• [Instruções]:
1: Atualize a entrevista no trecho que vai de "Mas o senhor" até "da lógica capitalista?", trocando "partido" por "movimento".
2: Na entrevista, o que o amigo do entrevistado disse ao ver o retrato dele com Lula?
3: Retome a entrevista sobre Dom Quixote e Lula a partir do ponto em que ela termina.

Dom Quixote tem um peso mais próximo da Ilíada, de Homero. É algo mais clássico. Dá para dizer que é mais algo de um pensador do que um romance de fato.
Eu concordo.
E o senhor sempre defende que é necessário sonhar, como o Dom Quixote, né?
Eu acho, claro. O sonho é que leva a gente pra frente. Se a gente for seguir a razão, fica aquietado, acomodado.
Um dos seus grandes sonhos era que a esquerda chegasse ao poder no Brasil, não é verdade? Como o senhor está avaliando o governo Lula?
A esquerda não chegou ao poder, a esquerda chegou ao governo, que é outra coisa muito diferente. Isso ainda vai demorar muito, se é que vem. É outra coisa. Vocês se lembram daquilo que eu disse hoje a respeito de meu pai. Meu pai viveu um drama, né? Porque ele tinha essa vocação política, que graças a Deus não tenho. E imagino as decepções e o sofrimento que ele passou. E estou vendo Lula na mesma situação. Quando falei de meu pai na aula de hoje, estava fazendo uma referência a Lula. (Na palestra que realizou antes da entrevista, Ariano contou que seu pai era político e idealista, mas sofreu muito no poder por ter de lidar com aqueles que usam o poder público para interesses particulares.) Você imagine que desgosto Lula não está, porque ele é um homem honrado.
Mas o senhor considera que é possível um partido de esquerda chegar ao poder e não ao governo, como o senhor disse, disputando dentro da lógica capitalista?
Vocês têm razão, acho que não. A tendência é esse povo acabar sempre sendo vitorioso, porque eles é que valem e correspondem às coisas mais baixas, ao interesse, ao egoísmo, coisas desse tipo. E nós, nós pensamos em uma idéia de justiça, coisa assim. É difícil, é difícil.
O senhor considera o Lula uma figura quixotesca?
Veja que engraçado, uma vez eu estive num ato público de apoio a Lula e um amigo, de quem gosto muito, ao ver meu retrato com Lula, disse que era Dom Quixote e Sancho. Eu seria Dom Quixote e Lula seria Sancho, porque o Lula é baixinho e gordinho (risos)… Bom, aí eu disse, pode até ser, porque quando chegou a hora de dar o governo da ilha, Dom Quixote deu a responsabilidade a Sancho, que fez um bom governo. O político era Sancho. Mas, mesmo assim, depois de um desgosto muito grande, ele terminou saindo, quando descobriu o que tinha ao redor. Ele saiu e foi chorar com o jumento. Eu acho que Lula está mais ou menos nessa situação. Acho que ele já está chorando com o jumento.
Nesse caso, quem seria o jumento?

• [Registros armazenados]:

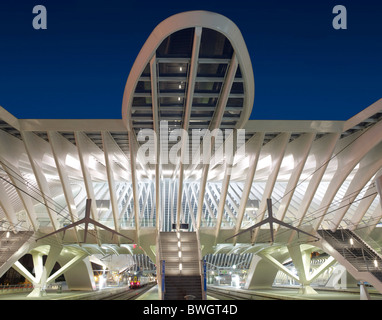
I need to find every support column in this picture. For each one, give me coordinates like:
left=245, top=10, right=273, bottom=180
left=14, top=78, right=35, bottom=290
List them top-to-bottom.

---

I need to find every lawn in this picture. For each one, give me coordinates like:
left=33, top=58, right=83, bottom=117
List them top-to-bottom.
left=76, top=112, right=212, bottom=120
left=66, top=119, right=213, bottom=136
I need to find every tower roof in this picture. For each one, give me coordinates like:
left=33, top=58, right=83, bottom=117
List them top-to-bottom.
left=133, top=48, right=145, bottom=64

...

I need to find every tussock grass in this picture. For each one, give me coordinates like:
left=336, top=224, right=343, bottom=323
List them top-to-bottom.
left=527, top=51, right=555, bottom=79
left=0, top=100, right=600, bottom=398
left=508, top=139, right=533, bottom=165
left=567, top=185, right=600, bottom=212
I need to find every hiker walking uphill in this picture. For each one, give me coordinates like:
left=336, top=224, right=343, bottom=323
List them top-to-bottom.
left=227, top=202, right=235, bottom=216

• [Respostas]:
1:
Mas o senhor considera que é possível um movimento de esquerda chegar ao poder e não ao governo, como o senhor disse, disputando dentro da lógica capitalista?

2: Disse que era Dom Quixote e Sancho.

3:
Olha, não sei. O jumento é uma figura fraterna junto de Sancho… Existe um padre, uma pessoa muito boa do Recife, padre Daniel Lima, e ele uma vez fez uma conferência, e disse que Dom Quixote representava o sol, a generosidade e a justiça. E que Sancho era a burguesia. Eu disse não, não é. Sancho é o povo, o povo espanhol. O que representa alguma coisa que se pode dizer burguesia são aqueles proprietários espancadores, aqueles que ficam zombando de Dom Quixote e de Sancho, fingindo. Até fingem que dão a ilha a eles, o que não é verdade. E os dois acreditam. Esses é que são a burguesia. Pois bem, pronto, essas figuras que ficam cercando o Lula, representam esse povo, os espancadores. Infelizmente é isso. Agora, imagino o desgosto e a surpresa de Lula ao descobrir isso. Eu que estou aqui mais longe, estou com vergonha. Você, imagine ele. É a primeira vez que um filho pobre do Brasil real chega ao governo e passa um desgosto desses.
Acho bonito que suas idéias, sua defesa cultural esteja influenciando gente mais nova lá de Pernambuco. O Antônio Nóbrega é um deles, não é verdade?
Nóbrega foi meu companheiro desde o Quinteto Armorial (*3). Quer dizer, desde que eu era diretor do departamento de extensão cultural da universidade. Foi aí que ele começou. Ele e o Antonio Madureira, que era o coordenador do quinteto, um senhor músico.
E com o movimento Mangue Beat, o senhor teve alguma relação?
Tive, mas olhe bem, eu inclusive….
Esse beat no nome complica, né? (risos)
Pois é, o líder deles, eu gostava muito, o Chico. Ele chegou junto de mim dizendo, mestre, ele me chamava de mestre, e me disse que era um armorial. E respondi, então por que você se chama Chico Science? Eu dizia a ele: gosto muito da sua parte Chico, mas com a sua parte Science eu não quero negócio não (risos.) Mude o nome para Chico Ciência que eu subo com você no palco.
E o Cordel do Fogo Encantado?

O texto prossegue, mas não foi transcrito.